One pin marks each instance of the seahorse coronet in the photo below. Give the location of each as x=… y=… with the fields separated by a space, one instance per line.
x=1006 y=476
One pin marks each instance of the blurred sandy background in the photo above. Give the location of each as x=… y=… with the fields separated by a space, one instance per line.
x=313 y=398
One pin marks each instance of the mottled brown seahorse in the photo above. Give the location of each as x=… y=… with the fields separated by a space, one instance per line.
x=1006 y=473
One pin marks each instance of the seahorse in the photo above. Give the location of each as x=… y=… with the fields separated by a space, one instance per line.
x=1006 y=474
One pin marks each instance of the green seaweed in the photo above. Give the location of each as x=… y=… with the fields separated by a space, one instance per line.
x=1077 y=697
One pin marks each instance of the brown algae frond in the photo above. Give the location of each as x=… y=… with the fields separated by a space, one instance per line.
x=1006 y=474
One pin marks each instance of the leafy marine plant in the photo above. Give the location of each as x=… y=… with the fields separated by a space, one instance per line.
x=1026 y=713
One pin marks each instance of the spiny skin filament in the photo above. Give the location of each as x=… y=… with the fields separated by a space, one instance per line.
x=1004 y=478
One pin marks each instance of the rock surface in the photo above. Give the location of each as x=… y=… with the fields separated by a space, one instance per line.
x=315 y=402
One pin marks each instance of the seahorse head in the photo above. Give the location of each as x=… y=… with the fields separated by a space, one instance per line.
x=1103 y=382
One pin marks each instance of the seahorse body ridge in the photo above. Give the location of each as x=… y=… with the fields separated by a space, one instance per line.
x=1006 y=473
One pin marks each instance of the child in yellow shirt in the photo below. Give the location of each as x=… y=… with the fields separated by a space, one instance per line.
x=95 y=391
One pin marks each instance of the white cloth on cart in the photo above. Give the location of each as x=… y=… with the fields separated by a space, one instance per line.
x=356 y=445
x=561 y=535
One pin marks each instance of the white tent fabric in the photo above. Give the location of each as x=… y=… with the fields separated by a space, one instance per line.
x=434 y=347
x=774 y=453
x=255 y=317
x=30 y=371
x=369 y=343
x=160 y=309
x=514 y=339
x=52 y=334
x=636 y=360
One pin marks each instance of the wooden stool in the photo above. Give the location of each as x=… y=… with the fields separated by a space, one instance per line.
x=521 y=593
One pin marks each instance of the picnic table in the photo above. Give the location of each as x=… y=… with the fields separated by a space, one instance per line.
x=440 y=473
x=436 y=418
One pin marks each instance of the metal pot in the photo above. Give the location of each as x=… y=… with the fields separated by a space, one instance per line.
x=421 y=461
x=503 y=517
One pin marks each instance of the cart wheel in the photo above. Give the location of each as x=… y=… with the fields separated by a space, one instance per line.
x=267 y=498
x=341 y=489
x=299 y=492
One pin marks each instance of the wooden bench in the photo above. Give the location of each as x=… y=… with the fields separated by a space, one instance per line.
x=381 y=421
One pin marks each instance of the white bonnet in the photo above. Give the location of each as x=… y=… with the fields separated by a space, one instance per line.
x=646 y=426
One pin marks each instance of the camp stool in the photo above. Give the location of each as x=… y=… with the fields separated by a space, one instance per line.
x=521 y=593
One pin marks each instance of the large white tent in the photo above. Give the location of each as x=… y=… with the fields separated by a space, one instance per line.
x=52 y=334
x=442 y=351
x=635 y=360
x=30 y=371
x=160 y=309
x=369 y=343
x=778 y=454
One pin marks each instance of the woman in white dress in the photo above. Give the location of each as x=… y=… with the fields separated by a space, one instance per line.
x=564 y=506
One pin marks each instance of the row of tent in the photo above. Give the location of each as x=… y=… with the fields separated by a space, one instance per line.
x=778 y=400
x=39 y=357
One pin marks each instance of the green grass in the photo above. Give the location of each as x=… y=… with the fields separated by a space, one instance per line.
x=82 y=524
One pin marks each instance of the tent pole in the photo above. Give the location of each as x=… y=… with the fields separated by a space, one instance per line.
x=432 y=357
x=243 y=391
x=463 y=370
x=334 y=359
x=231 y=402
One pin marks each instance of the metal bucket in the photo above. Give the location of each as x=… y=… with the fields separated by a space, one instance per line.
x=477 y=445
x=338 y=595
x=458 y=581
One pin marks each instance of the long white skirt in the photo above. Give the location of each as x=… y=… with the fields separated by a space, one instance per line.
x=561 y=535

*How to complete this task:*
The lines to copy run from the one containing "One pin marks each instance of the row" through the last line above. Copy them exactly and include nothing else.

*Task result:*
One pin marks each instance of the row of tent in the photo above. Give the location of each as x=… y=… with the fields separated by a space, one instance per line.
x=778 y=400
x=39 y=357
One pin marks each instance of the green grass in the photo above. Give the location of each as x=… y=… with the fields separated by a space, one instance per line.
x=82 y=524
One pin marks each instance of the tent pole in the photo above. Give the location of each as x=… y=… with the fields separated by a space, one instance per line.
x=432 y=357
x=243 y=391
x=463 y=370
x=334 y=359
x=231 y=402
One pin marks each instance of the metal bucket in the photo above. Give the location of each as x=… y=… with the fields separated by a space, one instance per line.
x=477 y=445
x=338 y=595
x=458 y=581
One pin marks each instance of the long white skirt in the photo above. Give the location of each as x=… y=… with the fields separated by a space, one instance per line.
x=561 y=535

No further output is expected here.